#### [REQUIREMENTS]
Copy everything from the line containing "Can you find the roasted" through the end of the records, replacing "fork" with "spoon" and changing nothing else.

#### [PROVIDED ENTRIES]
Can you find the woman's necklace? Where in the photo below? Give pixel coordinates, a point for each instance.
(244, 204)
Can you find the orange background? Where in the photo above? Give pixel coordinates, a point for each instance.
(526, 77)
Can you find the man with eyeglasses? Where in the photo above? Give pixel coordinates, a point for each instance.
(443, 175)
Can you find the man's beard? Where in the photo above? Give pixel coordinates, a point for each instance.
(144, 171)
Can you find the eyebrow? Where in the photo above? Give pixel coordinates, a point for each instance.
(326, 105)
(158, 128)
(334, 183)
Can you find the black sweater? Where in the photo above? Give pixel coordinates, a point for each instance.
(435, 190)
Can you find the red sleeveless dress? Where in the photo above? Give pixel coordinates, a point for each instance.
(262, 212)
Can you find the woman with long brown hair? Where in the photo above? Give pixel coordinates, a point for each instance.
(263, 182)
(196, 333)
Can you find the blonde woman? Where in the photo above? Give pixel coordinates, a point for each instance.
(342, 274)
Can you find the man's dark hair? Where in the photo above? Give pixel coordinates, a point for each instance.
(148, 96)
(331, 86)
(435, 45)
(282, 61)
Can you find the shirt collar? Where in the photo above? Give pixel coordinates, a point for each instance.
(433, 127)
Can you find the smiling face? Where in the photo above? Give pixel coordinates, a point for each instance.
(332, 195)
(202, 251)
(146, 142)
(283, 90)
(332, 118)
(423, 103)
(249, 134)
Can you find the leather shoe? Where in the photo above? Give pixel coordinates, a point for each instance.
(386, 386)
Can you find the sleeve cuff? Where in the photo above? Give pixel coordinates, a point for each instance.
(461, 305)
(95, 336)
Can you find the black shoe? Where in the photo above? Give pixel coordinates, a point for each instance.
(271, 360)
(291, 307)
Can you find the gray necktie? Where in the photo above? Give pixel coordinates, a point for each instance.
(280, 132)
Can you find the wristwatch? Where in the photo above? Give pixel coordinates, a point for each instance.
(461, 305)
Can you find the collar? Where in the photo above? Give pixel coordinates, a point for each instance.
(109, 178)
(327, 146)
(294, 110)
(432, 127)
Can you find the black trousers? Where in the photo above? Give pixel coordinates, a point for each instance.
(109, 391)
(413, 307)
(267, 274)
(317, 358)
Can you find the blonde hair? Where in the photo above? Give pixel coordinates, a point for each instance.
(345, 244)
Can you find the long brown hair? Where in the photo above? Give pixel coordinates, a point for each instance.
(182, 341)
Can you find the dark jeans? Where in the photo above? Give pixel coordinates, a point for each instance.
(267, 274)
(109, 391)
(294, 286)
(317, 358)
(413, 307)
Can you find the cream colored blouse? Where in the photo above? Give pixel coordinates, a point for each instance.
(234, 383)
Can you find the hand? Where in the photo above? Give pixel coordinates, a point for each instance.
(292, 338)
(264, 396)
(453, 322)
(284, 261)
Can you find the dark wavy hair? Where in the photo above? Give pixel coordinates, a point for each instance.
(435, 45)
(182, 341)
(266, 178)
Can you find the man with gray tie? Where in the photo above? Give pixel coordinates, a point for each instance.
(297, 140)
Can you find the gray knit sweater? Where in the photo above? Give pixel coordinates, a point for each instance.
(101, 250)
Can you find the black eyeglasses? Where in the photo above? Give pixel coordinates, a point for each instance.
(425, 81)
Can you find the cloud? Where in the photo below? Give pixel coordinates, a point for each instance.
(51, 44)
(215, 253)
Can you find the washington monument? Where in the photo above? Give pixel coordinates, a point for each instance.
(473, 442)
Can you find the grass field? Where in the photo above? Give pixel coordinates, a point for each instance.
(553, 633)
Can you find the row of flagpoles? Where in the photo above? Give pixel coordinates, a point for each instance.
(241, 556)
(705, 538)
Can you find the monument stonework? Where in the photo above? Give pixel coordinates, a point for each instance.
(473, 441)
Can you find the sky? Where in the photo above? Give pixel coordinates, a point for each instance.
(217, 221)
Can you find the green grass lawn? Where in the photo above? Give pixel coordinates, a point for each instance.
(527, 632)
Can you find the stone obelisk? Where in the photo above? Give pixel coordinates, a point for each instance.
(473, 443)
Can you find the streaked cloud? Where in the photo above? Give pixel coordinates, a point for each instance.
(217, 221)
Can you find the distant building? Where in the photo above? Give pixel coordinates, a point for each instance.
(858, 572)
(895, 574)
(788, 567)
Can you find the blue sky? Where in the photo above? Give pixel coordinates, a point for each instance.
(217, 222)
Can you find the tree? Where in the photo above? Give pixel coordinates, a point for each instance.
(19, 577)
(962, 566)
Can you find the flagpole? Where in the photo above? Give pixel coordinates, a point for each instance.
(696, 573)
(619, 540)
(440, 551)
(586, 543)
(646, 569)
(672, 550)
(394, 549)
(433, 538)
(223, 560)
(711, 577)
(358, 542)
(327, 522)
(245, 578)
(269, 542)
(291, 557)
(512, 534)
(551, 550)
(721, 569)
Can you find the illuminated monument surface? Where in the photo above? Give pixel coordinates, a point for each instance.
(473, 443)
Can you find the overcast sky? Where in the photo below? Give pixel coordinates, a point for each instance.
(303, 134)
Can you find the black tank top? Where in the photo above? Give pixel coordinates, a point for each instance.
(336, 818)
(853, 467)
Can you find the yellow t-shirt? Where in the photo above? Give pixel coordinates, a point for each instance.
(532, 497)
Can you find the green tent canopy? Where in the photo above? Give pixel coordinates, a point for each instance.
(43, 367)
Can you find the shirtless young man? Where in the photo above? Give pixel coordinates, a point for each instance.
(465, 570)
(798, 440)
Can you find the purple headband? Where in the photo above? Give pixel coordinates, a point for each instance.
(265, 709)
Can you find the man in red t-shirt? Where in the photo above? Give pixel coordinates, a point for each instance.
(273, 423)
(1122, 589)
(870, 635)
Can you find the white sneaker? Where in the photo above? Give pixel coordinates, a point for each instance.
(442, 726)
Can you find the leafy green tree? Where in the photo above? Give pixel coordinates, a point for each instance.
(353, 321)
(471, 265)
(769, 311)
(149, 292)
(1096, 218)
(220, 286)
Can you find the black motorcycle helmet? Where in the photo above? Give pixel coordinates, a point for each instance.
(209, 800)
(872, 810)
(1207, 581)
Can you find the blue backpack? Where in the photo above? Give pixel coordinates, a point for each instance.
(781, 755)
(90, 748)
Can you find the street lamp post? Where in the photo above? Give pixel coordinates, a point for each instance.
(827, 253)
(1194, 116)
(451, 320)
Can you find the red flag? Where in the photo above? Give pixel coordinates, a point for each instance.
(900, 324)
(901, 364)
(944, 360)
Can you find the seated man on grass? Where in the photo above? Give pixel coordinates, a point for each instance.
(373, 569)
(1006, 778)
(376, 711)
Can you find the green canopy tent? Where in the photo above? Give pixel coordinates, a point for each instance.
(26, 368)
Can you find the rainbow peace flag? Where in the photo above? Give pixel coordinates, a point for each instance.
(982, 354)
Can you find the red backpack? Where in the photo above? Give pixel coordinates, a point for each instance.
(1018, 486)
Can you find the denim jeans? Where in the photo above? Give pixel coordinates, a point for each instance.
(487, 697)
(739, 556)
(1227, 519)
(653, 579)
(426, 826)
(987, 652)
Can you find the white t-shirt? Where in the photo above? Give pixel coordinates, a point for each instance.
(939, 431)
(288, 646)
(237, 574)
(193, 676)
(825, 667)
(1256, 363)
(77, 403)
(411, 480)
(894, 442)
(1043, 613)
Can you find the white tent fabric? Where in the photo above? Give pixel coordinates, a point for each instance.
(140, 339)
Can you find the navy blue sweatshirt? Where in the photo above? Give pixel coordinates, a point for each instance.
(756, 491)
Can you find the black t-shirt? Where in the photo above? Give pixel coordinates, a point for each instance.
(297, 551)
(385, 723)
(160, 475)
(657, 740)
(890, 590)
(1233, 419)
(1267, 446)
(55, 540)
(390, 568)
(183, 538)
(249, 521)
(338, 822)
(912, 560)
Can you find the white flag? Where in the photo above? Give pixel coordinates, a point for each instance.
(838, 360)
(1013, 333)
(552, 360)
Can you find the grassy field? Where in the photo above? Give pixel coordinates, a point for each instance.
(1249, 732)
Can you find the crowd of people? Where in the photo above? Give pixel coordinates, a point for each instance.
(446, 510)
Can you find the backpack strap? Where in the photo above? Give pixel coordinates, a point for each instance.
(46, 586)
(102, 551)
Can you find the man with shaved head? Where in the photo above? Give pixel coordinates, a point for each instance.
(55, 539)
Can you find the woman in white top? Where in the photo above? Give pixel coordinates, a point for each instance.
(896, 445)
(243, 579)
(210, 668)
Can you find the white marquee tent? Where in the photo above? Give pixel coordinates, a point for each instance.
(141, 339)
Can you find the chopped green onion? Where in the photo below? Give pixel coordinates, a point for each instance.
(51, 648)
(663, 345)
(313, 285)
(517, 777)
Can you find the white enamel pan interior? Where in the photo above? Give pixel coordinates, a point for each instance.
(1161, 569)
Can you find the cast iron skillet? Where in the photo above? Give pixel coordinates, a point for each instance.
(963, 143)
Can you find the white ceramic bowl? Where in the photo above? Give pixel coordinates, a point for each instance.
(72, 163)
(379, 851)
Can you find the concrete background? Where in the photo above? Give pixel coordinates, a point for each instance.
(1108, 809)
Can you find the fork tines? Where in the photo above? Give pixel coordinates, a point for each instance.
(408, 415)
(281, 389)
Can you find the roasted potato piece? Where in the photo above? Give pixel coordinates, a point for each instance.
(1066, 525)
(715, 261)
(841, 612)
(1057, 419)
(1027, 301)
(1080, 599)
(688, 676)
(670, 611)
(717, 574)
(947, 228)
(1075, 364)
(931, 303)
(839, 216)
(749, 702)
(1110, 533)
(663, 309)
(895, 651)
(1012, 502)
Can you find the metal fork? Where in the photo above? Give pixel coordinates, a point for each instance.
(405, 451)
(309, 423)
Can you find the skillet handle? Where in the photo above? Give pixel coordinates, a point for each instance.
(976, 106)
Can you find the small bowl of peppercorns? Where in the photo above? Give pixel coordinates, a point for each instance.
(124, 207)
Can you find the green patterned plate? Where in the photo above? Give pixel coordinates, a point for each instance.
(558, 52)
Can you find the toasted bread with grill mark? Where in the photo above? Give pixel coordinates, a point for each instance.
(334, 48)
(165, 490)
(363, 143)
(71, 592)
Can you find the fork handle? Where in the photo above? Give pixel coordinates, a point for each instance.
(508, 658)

#### [RESPONSE]
Can you find the roasted potato piece? Where in the photo above? Give pixel coordinates, a point for each instance.
(1066, 525)
(715, 261)
(841, 612)
(1057, 419)
(1027, 301)
(1080, 599)
(688, 676)
(670, 611)
(717, 574)
(947, 228)
(1075, 364)
(931, 303)
(839, 216)
(749, 702)
(1110, 533)
(663, 309)
(895, 651)
(1012, 502)
Can you find the metal spoon? Where in the photo above? Give pixel coordinates, a point for each instance.
(405, 451)
(309, 423)
Can you find the skillet handle? Where in the photo above? Give pixel coordinates, a point for each instance.
(976, 106)
Can you find the small bowl of peppercorns? Where in the photo above? Give pixel coordinates, a point for each instance.
(124, 207)
Can you find the green patterned plate? Where in the photo above? Give pixel coordinates, a point for each instance.
(558, 52)
Can you find the toasted bread with grill mark? Where in the photo above? Give pixel coordinates, a point for each instance.
(334, 48)
(165, 490)
(363, 143)
(71, 592)
Can you find the spoon handle? Where in the photo above? Give pixel coordinates, a point for each instance.
(508, 658)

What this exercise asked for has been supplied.